PAGE EXCERPT:
*****

An example AWS policy

Fig. 2.
figure 2

Stratified abstraction search tree

2.1 Generating Possible Specifications (Findings)

To remove the bottleneck of specification, we changed the question from is this policy correct? to who has access?. The response to the former is a boolean while the response to the latter is a set of findings. AWS access control policies specify who has access to a given resource, via a set of Allow and Deny statements that grant and prohibit access, respectively. Figure 1 shows a simplified policy specifying access to an AWS resource. This policy specifies conditions on the cloud-based network (known as a VPC) for which the request originated and on the organizational Amazon customer (referred to by an Org ID) who made the request. The first statement allows access to any request whose SrcVpc is either vpc-a or vpc-b. The second statement allows access to any request whose OrgId is o-2. However, the third statement denies access from vpc-b unless the OrgId is o-1.

For each request, access is granted only if: (a) some Allow statement matches the request, and (b) none of the Deny statements match the request. Consequently, it can be quite tricky to determine what accesses are allowed by a given policy. First, individual statements can use regular expressions, negation, and conditionals. Second, to know the effect of an allow statement, one must consider all possible deny statements that can overlap with it, i.e., can refer to the same request as the allow. Thus, policy verification is not compositional, in that we cannot determine if a policy is “correct” simply by locally checking that each statement is “correct.” Instead, we require a global verification mechanism, that simultaneously considers all the statements and their subtle interactions, to determine if a policy grants only the intended access.

*****

EXERCISE TASK A: Rewrite the passage of the AWS policy excerpt from "To remove the" to "OrgId is o-1.", replacing "SrcVpc" with "SourceVpc".
EXERCISE TASK B: According to the AWS policy excerpt, under what conditions is access granted for a request?
EXERCISE TASK C: Continue the text on AWS policy verification from where it stops.
The rows that come after the text are not needed.

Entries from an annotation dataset
*****

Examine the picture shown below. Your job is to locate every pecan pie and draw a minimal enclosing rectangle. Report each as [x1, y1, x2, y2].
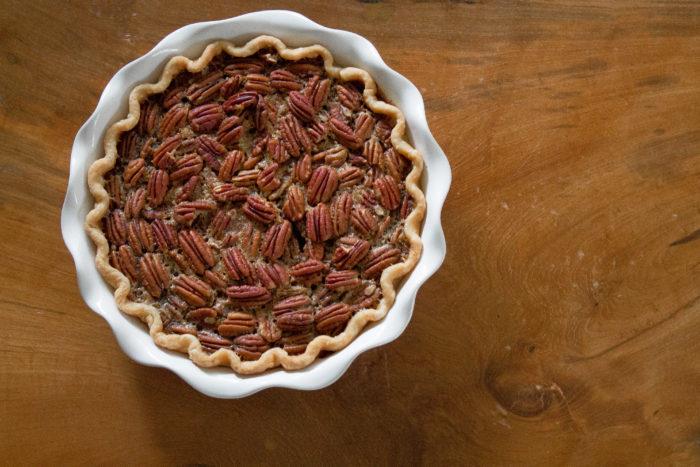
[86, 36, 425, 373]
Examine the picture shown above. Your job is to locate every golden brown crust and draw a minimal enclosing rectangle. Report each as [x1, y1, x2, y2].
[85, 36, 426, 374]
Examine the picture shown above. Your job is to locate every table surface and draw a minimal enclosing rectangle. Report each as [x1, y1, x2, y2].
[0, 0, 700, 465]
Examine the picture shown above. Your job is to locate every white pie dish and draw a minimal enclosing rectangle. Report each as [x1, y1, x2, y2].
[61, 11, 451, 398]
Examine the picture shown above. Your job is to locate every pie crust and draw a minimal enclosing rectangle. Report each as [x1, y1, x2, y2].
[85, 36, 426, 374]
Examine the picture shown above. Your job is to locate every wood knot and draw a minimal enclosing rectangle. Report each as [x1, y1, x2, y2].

*****

WRITTEN ANSWER A:
To remove the bottleneck of specification, we changed the question from is this policy correct? to who has access?. The response to the former is a boolean while the response to the latter is a set of findings. AWS access control policies specify who has access to a given resource, via a set of Allow and Deny statements that grant and prohibit access, respectively. Figure 1 shows a simplified policy specifying access to an AWS resource. This policy specifies conditions on the cloud-based network (known as a VPC) for which the request originated and on the organizational Amazon customer (referred to by an Org ID) who made the request. The first statement allows access to any request whose SourceVpc is either vpc-a or vpc-b. The second statement allows access to any request whose OrgId is o-2. However, the third statement denies access from vpc-b unless the OrgId is o-1.

WRITTEN ANSWER B: Access is granted only if some Allow statement matches the request and none of the Deny statements match it.

WRITTEN ANSWER C:
For the example policy sketch shown in Fig. 1, access can be summarized through a set of three findings, which say that access is granted to a request iff:

  • Its SrcVpc is vpc-a, or,

  • Its OrgId is o-2, or,

  • Its SrcVpc is vpc-b and its OrgId is o-1.

The findings are sound as no other requests are granted access. The findings are mostly precise; most of the requests match the conditions that are granted access. The finding “OrgId is o-2” also includes some requests that are not allowed, e.g., when SrcVpc is vpc-b. To help understandability of the findings, we sacrifice this precision. Precise findings would need to include negation, and that would add complexity for the users to make decisions. Finally, the findings compactly summarize the policy in three positive statements declaring who has access. In principle, the notion of compact findings is similar to abstract counterexamples or minimizing counterexamples [21, 30, 32]. Since the findings are produced by the machine and already verified to be true, we have a person deciding if they should be true. The human is making a judgment call and expressing intent.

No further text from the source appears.